The reply should consist of the full listing, repeated word for word.

━━━━

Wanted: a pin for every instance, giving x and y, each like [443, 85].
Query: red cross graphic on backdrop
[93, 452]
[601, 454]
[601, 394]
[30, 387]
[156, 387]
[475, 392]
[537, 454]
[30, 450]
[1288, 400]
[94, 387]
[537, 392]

━━━━

● **Task output**
Wanted: a pin for every instance, giving x and y, each like [443, 85].
Query: red cross graphic on backdrop
[93, 452]
[601, 454]
[601, 394]
[30, 387]
[156, 387]
[475, 392]
[537, 454]
[30, 450]
[1288, 400]
[94, 387]
[537, 392]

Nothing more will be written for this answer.